Directions for this task:
Copy every item below word for word, leaving out the pictures.

— start Provided records —

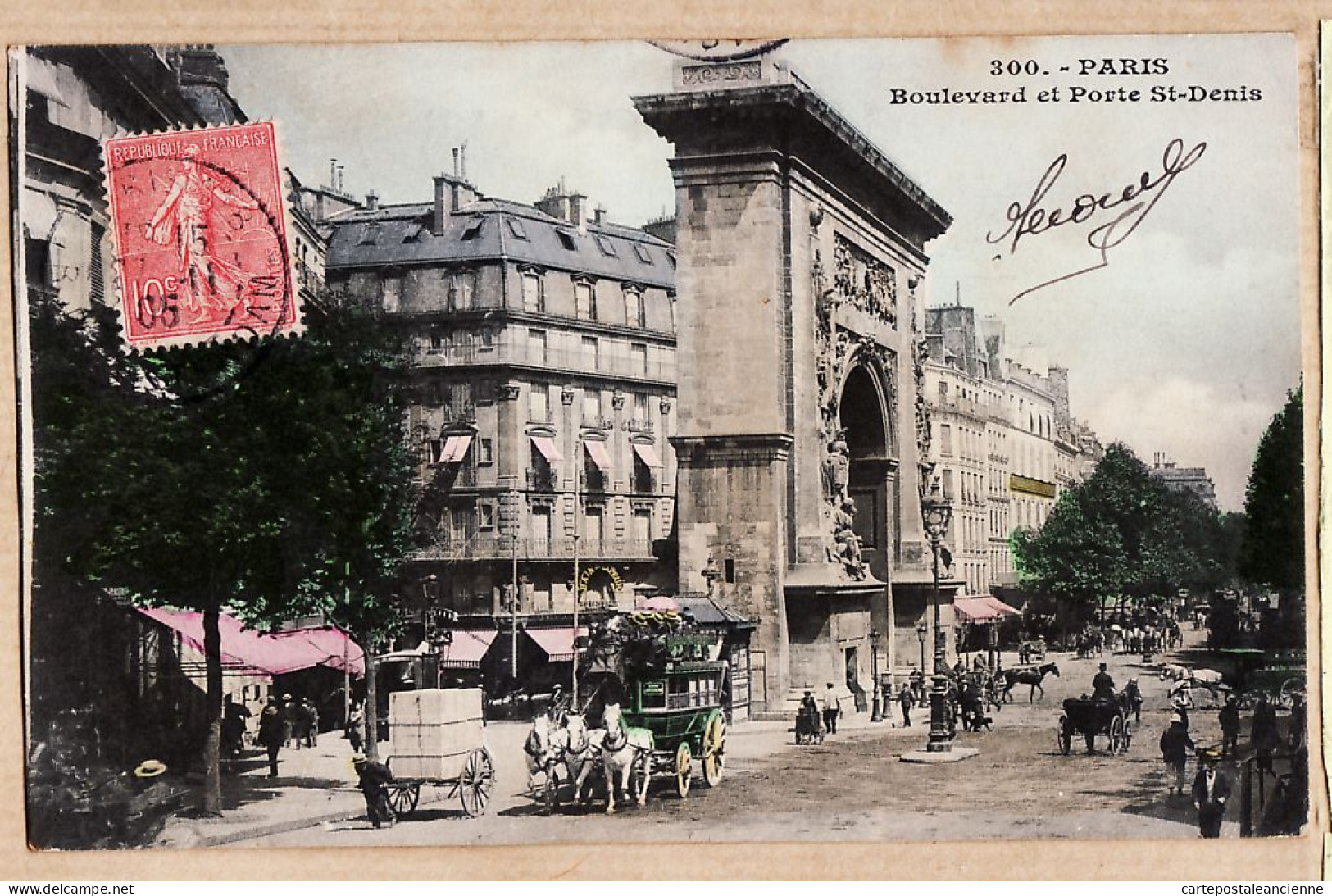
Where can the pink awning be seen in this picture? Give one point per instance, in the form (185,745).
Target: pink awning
(548,449)
(982,609)
(454,449)
(466,650)
(558,644)
(597,450)
(276,654)
(649,456)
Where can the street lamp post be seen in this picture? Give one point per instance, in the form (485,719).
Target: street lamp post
(935,513)
(877,714)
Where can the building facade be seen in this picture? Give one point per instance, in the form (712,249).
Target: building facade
(543,353)
(1006,441)
(1184,480)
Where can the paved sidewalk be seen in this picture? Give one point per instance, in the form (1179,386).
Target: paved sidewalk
(319,786)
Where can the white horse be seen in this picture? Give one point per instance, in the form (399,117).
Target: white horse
(581,753)
(539,748)
(624,751)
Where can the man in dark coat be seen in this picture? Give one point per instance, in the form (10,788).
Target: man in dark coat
(1263,734)
(1230,722)
(1102,686)
(373,783)
(1175,746)
(272,733)
(1211,791)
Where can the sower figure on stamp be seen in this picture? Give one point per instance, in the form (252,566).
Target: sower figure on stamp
(185,215)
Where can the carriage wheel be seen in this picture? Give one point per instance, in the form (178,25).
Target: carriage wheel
(1116,735)
(475,782)
(404,798)
(714,750)
(684,768)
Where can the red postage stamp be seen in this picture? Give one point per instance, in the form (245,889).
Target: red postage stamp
(202,236)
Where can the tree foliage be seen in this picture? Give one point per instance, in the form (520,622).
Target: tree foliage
(268,480)
(1123,535)
(1272,552)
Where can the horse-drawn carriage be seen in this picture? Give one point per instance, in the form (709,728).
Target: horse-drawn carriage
(437,742)
(1097,718)
(658,687)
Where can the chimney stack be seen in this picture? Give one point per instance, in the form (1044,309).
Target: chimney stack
(443,204)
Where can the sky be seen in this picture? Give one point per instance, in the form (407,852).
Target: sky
(1184,343)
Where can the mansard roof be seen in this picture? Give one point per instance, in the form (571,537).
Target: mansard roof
(492,230)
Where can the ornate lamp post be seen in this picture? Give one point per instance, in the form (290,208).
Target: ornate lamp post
(877,714)
(935,512)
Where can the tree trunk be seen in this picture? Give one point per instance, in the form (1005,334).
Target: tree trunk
(213,712)
(372,706)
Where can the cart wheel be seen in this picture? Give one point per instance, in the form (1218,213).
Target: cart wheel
(404,798)
(475,782)
(684,768)
(714,750)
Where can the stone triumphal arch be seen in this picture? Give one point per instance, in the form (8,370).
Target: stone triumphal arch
(802,435)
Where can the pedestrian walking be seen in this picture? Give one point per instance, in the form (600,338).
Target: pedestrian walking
(272,733)
(1211,791)
(311,718)
(1264,735)
(1229,718)
(831,707)
(356,727)
(373,782)
(1175,747)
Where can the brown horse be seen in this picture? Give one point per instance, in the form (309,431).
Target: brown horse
(1014,676)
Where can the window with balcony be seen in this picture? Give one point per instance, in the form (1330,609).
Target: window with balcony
(533,292)
(461,288)
(590,353)
(537,347)
(634,307)
(585,300)
(539,403)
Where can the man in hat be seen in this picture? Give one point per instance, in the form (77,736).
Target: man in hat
(831,707)
(373,783)
(1211,789)
(1175,744)
(1230,722)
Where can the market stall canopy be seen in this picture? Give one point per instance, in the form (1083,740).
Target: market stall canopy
(466,650)
(276,654)
(558,644)
(982,609)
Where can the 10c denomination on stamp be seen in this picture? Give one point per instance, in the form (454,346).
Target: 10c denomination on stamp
(202,236)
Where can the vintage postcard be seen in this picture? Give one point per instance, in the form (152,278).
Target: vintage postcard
(878,441)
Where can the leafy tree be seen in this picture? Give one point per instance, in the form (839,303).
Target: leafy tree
(1121,535)
(270,480)
(1272,552)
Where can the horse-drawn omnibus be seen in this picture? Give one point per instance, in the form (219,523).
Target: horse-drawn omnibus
(669,682)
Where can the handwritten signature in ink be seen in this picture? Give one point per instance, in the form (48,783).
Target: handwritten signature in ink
(1129,205)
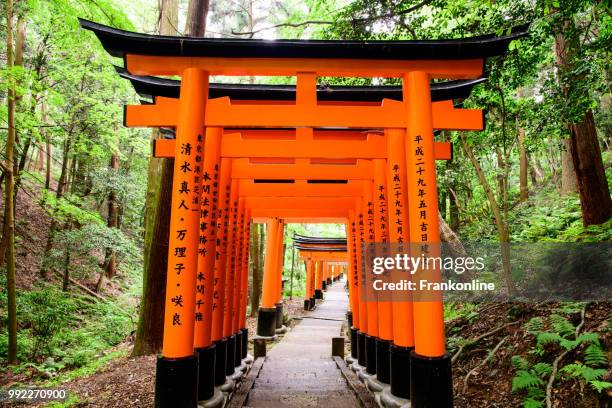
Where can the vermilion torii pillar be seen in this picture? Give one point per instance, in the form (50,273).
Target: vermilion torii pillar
(178,368)
(416,62)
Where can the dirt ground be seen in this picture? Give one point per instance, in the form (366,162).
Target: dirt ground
(129,382)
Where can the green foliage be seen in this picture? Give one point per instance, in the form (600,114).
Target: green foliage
(530,379)
(595,356)
(45,312)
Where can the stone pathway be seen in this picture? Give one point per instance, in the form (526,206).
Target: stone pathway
(299,371)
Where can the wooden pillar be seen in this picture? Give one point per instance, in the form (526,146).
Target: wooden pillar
(209,180)
(385,309)
(266,318)
(403,330)
(352,275)
(363,310)
(209,185)
(176,378)
(280,260)
(309,291)
(268,297)
(431,378)
(220,255)
(230,263)
(244,286)
(238,265)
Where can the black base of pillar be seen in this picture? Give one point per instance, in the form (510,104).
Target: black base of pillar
(399,358)
(176,382)
(361,360)
(354,347)
(220,357)
(266,322)
(370,354)
(231,355)
(279,315)
(244,349)
(238,353)
(383,372)
(206,372)
(432,381)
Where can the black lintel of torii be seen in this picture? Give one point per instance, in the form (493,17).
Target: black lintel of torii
(119,43)
(150,87)
(320,248)
(302,239)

— end Provided records —

Solved problem:
Where can the pink awning be seen in this picture? Give one point per instance, in the form (185,745).
Target: pink awning
(548,449)
(982,609)
(454,449)
(466,650)
(558,644)
(597,450)
(276,654)
(649,456)
Where can the street lamp post be seen in this picture? Give one point per instance, in the form (485,719).
Target: street lamp post
(935,513)
(877,714)
Where can the building facade be seen in this picture? Give one point per instance, in the form (712,249).
Target: building facade
(543,353)
(1006,441)
(1184,480)
Where can the paved sidewalk be seen in this picture? Give one point per instance, in the form (1179,386).
Target: paved sidewalk
(319,786)
Where can the white horse be seen in this picture? Give one point per instance, in the form (399,117).
Target: white horse
(581,753)
(539,748)
(624,751)
Where can the man in dark coat be seen in this picture? Give one point per instance, in the form (10,788).
Target: man in dark coat
(1263,734)
(1230,722)
(1102,686)
(373,783)
(1175,746)
(272,733)
(1211,791)
Where can the sower figure on stamp be seen in this picture? Give one point per instance, in the form (252,566).
Target: sower figure on stamp
(185,215)
Where can the carriage wheel be seen in this picture? Give one point per instance, in the form (178,25).
Target: carriage wheel
(1116,735)
(475,782)
(404,798)
(714,750)
(684,768)
Where can the red postage stamp be seen in this picture? Give one point per instance, in the form (245,889).
Target: red postage stamp
(202,236)
Where can the tree foliage be seen in this picture? Give one point per instance, in the form (520,622).
Target: tree foliage
(268,480)
(1123,535)
(1272,552)
Where can the horse-drawn carriage be seen in this picture? Give one point per instance, in the form (709,728).
Target: horse-drawn carriage
(437,742)
(1097,718)
(658,687)
Where can the chimney stack be seen in this picture? Give one point per instance, in the form (1044,309).
Target: chimney stack
(443,204)
Where can the sky be seen in this picture? Give one point per instance, in the form (407,852).
Target: sky
(1184,343)
Where can the mansard roof be seen in this picture? Give one point per instance, in the form (571,537).
Target: mansard roof
(492,230)
Where can the ornate lamp post be seen in this picture? Give one point per instance, in the form (290,208).
Target: ornate lamp post
(877,714)
(935,512)
Where can the tree trunk be seen in this picture? Give one point per instance, in the form (1005,334).
Target: tree trunk
(213,712)
(372,706)
Where can the cart wheel be seen in this picture? Give one point per instance, in the form (1218,213).
Target: cart wheel
(404,798)
(475,782)
(684,768)
(714,750)
Where can the stone triumphal arch be seen in this picture? Give one point per instance, in the form (8,370).
Target: stone triumphal arch
(802,435)
Where can the pedestrian walking be seen in this picture? Give one point per instance, in the form (600,338).
Target: pedestrian walking
(272,733)
(1211,791)
(311,718)
(1264,735)
(1229,718)
(831,707)
(356,727)
(373,782)
(1175,747)
Where can the brown horse be seen in this picture? Give one point per instance, in the form (309,431).
Target: brown horse
(1014,676)
Where can the window with balcony be seen in this picture? Give one point per instance, in the form (1330,609).
Target: window with balcony
(533,292)
(461,288)
(590,353)
(537,347)
(634,307)
(585,300)
(539,403)
Where can the man in hat be seen in this picture? Give one point per instance, in the form (77,736).
Target: man in hat
(831,707)
(373,783)
(1211,789)
(1175,744)
(1230,722)
Where can the market stall canopy be seen in this picture? Give one point per instance, in the form (1083,740).
Target: market stall canopy
(466,650)
(276,654)
(558,644)
(982,609)
Where can the 10c denomination on stamp be seen in this picture? Give one point per instance, in the form (454,346).
Target: 10c denomination on stamp
(202,236)
Where can the vintage postcard be seen in this picture? Give one point per instance, in the form (152,278).
Target: vintage postcard
(878,441)
Where can the leafy tree be seen in this picture? Give one point per instance, in the form (839,303).
Target: leafy tree
(1121,535)
(270,480)
(1272,552)
Where can the horse-drawn omnibus be seen in this picture? Give one point per instance, in the form (219,523).
Target: horse-drawn omnibus
(669,682)
Where can the handwritten signature in ink be seen in this picture? Give one point per instance, in the form (48,783).
Target: handwritten signature in ink
(1129,205)
Where can the vermilion torii pillar be seen in this picture? Give one point per instance, in the form (50,273).
Target: vermilion torii pillar
(178,368)
(416,62)
Where can the dirt ground be seen in this picture? Give one point per instance, in the form (366,162).
Target: dirt ground
(129,382)
Where can the green foliage be seen in this picture? Give one point per instance, in the form (600,114).
Target: green foliage
(530,379)
(595,356)
(45,312)
Where can the stone pathway be seen in this picture? Give one point per instance, in the form (526,206).
Target: stone pathway
(299,371)
Where can the wooden pillar be seen in this picture? Give one point per instance, in the form (526,146).
Target: wooden pillar
(209,180)
(385,309)
(266,318)
(403,330)
(352,275)
(363,310)
(209,185)
(176,378)
(280,260)
(309,291)
(268,297)
(431,378)
(220,255)
(230,263)
(244,286)
(238,265)
Where can the black base of pillar be seen in this picture? Give one point per instance, in the form (510,104).
Target: black base of pillar
(399,358)
(176,382)
(361,360)
(354,347)
(220,357)
(266,322)
(370,354)
(231,355)
(279,315)
(244,349)
(238,353)
(383,372)
(206,372)
(432,381)
Where can the black lintel of torii be seen in this picture? Give one point per instance, in the form (493,17).
Target: black lintel of torii
(119,43)
(150,87)
(320,248)
(302,239)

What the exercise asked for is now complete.